Retype every entry in its entirety, without alteration.

── EXERCISE MATERIALS ──

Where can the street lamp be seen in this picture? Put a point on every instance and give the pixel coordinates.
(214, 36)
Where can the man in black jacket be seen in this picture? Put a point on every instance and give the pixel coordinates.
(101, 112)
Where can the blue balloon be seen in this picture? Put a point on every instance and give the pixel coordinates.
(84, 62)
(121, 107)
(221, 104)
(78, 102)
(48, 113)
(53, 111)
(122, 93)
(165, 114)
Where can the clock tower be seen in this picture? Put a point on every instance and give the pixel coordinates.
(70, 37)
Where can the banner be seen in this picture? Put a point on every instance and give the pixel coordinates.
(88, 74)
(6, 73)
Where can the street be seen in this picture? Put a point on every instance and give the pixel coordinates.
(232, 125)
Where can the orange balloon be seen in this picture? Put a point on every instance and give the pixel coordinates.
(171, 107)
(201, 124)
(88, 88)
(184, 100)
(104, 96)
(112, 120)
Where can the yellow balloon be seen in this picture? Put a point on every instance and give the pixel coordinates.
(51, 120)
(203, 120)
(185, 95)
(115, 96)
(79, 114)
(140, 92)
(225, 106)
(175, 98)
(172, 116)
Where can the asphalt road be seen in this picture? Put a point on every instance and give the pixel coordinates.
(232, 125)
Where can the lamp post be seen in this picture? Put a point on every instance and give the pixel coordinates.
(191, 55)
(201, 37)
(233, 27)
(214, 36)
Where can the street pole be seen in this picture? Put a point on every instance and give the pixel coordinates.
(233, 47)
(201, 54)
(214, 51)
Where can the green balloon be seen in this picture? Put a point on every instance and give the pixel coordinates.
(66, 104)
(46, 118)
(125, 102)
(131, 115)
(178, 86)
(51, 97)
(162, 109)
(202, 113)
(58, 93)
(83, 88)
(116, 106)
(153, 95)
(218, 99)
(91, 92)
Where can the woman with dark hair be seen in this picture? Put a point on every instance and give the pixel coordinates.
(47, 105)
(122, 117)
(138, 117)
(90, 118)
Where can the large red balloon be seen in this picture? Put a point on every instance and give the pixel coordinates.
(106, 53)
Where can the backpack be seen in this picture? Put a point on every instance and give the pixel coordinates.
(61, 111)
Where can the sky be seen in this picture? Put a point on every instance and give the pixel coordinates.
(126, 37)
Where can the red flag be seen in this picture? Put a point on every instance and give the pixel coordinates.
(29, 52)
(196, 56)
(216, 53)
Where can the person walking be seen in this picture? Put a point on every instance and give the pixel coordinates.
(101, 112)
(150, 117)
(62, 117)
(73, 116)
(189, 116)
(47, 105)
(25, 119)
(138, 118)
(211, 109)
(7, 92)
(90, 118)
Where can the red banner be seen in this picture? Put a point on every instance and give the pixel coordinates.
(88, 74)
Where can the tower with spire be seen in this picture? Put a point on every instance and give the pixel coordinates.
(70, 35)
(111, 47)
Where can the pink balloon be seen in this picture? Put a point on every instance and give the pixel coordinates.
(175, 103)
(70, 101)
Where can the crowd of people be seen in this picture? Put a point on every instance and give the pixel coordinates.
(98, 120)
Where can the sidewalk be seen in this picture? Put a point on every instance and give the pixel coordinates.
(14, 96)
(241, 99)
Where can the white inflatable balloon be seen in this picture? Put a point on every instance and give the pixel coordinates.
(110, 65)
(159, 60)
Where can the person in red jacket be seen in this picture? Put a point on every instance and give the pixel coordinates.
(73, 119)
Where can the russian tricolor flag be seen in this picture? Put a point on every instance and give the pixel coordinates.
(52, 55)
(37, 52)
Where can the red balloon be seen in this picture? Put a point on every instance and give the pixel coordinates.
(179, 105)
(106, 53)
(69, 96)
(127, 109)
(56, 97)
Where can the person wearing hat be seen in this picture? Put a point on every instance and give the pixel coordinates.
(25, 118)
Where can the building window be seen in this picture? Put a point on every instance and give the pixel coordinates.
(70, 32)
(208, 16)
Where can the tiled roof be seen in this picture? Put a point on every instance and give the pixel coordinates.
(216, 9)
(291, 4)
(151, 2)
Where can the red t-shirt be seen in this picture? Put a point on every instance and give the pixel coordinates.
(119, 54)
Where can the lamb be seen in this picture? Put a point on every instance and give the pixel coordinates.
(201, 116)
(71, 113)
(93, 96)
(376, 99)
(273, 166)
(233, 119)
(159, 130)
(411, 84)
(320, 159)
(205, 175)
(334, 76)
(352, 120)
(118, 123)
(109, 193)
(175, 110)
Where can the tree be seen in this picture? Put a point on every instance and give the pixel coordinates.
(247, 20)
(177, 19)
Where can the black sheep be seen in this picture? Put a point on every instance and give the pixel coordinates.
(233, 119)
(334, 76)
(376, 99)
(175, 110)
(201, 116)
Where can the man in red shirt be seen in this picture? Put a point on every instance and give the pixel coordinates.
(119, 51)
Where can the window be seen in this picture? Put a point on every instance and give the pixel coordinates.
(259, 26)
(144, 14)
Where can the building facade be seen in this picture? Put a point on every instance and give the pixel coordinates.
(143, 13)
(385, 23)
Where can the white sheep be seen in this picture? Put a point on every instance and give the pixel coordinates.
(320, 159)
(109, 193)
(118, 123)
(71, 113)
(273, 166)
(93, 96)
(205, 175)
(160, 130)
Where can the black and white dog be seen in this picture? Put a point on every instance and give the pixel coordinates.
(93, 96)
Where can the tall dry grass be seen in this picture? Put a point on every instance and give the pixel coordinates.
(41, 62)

───

| EXERCISE ANSWER |
Where can the street lamp be seen in this picture? Put a point on every instance and give the pixel coordinates.
(214, 36)
Where can the man in black jacket be seen in this picture? Put a point on every instance and give the pixel coordinates.
(101, 112)
Where can the blue balloon be seen in this picture? Put a point on every instance and give the pixel coordinates.
(84, 62)
(121, 107)
(221, 104)
(78, 102)
(48, 113)
(53, 111)
(122, 93)
(165, 114)
Where can the clock tower be seen in this picture? Put a point on every instance and give the pixel coordinates.
(70, 37)
Where can the banner be seen in this picture? Put a point on every instance and give the pixel coordinates.
(88, 74)
(6, 73)
Where can the street be seen in this picture? Put a point on every instance and give the pixel coordinates.
(232, 125)
Where can the orange balloon be seen in this picture? Put a point on every instance and give the pixel coordinates.
(171, 107)
(201, 124)
(88, 88)
(184, 100)
(104, 96)
(112, 120)
Where can the yellow balloon be seen in this picture? Put a point on every instance and give the pixel coordinates.
(51, 120)
(203, 120)
(185, 95)
(115, 96)
(79, 114)
(140, 92)
(225, 106)
(175, 98)
(172, 116)
Where can the asphalt road be seen in this picture? Put a point on every instance and give the pixel coordinates.
(232, 125)
Where can the lamp post be seen in this picture? Put a point on every instance and give the pixel coordinates.
(191, 55)
(201, 37)
(233, 27)
(214, 36)
Where can the street pole be seen in this picture? Put a point on every instance and give the pixel coordinates.
(233, 47)
(201, 54)
(214, 51)
Where can the green balloon be seen in this picture? Put a point on every instance and give the pixel coordinates.
(66, 104)
(46, 118)
(125, 102)
(131, 115)
(178, 86)
(51, 97)
(162, 109)
(202, 113)
(58, 93)
(83, 88)
(116, 106)
(153, 95)
(218, 99)
(91, 92)
Where can the woman with dark hair be seen in this picture? Put a point on every instance and give the pixel coordinates.
(47, 105)
(122, 117)
(138, 117)
(90, 118)
Where can the large red balloon be seen in this picture? Put a point on every instance and give the pixel coordinates.
(106, 53)
Where can the backpack be seen in this picture? Put a point on every instance and give the pixel coordinates.
(61, 111)
Where can the sky be seen in this picture? Put a point on every instance and give the pixel coordinates.
(126, 37)
Where can the red flag be seen in this picture? Put a point on every instance and give the pixel coordinates.
(29, 52)
(196, 56)
(216, 53)
Where can the person walking be seen in this picture? Put a point on every instance and give the pixel coordinates.
(101, 112)
(150, 117)
(62, 117)
(73, 116)
(189, 116)
(47, 105)
(25, 119)
(138, 118)
(211, 109)
(7, 92)
(90, 118)
Where can the red banner be seen in this picture? Put a point on every instance and give the pixel coordinates.
(88, 74)
Where can the tower with spire be seen in this picture? Put a point on every instance and give the pixel coordinates.
(70, 35)
(111, 47)
Where can the pink balloon be seen in this picture? Put a point on every instance and give the pixel coordinates.
(175, 103)
(70, 101)
Where can the crowd of people be seen in this picture? Put a point on every instance and give the pixel coordinates.
(98, 120)
Where can the sidewalk be seen in this picture? Put a point on every instance and give the pixel coordinates.
(14, 96)
(241, 99)
Where can the white inflatable balloon be seen in this picture? Put a point on every instance and give the pixel coordinates.
(110, 65)
(159, 60)
Where can the person in red jacket be seen in this picture? Put a point on every instance and give the pixel coordinates.
(73, 119)
Where can the russian tricolor flag be seen in this picture? Put a point on every instance and give the pixel coordinates.
(52, 55)
(37, 52)
Where can the red balloon be seen in this picture? Put a point on every instance and give the pixel coordinates.
(179, 105)
(106, 53)
(69, 96)
(127, 109)
(56, 97)
Where can the person wearing hat be seen in this picture? Put a point on every instance and give the pixel coordinates.
(25, 118)
Where can the building window be seen in this picture? Put a point on every instance and give the pixel coordinates.
(70, 32)
(208, 16)
Where can the tiled roof be seen in this picture? Put a point on every instance and give the pixel coordinates.
(216, 9)
(291, 4)
(151, 2)
Where can the red t-shirt be seen in this picture? Put a point on every instance and give the pixel coordinates.
(119, 54)
Where can the lamb be seen in this picture? Put a point on every instance and give the pixel coordinates.
(201, 116)
(71, 113)
(93, 96)
(376, 99)
(273, 166)
(233, 119)
(159, 130)
(411, 84)
(320, 159)
(205, 175)
(334, 76)
(352, 120)
(118, 123)
(109, 193)
(175, 110)
Where can the tree be seen in this picture? Put a point on every instance and give the pixel coordinates.
(247, 20)
(177, 19)
Where can the black sheep be seen in this picture? Put a point on every instance and give the pixel coordinates.
(233, 119)
(334, 76)
(376, 99)
(175, 110)
(201, 116)
Where can the man in red shirt be seen in this picture? Put a point on every instance and give the pixel coordinates.
(119, 51)
Where can the window be seen in this picture? Put a point on every instance and give the pixel coordinates.
(259, 26)
(144, 14)
Where can the building facade be seen in this picture? Put a point on every instance and give the pixel coordinates.
(143, 13)
(385, 23)
Where can the white sheep be seen in this picture? Put a point on every instance and give the pixel coordinates.
(320, 159)
(109, 193)
(118, 123)
(71, 113)
(273, 166)
(93, 96)
(205, 175)
(160, 130)
Where can the black and white dog be seen in this picture? Put a point on every instance and give the pixel coordinates.
(93, 96)
Where can the tall dry grass be seen in this picture? Put a point on every instance and give the pixel coordinates.
(41, 62)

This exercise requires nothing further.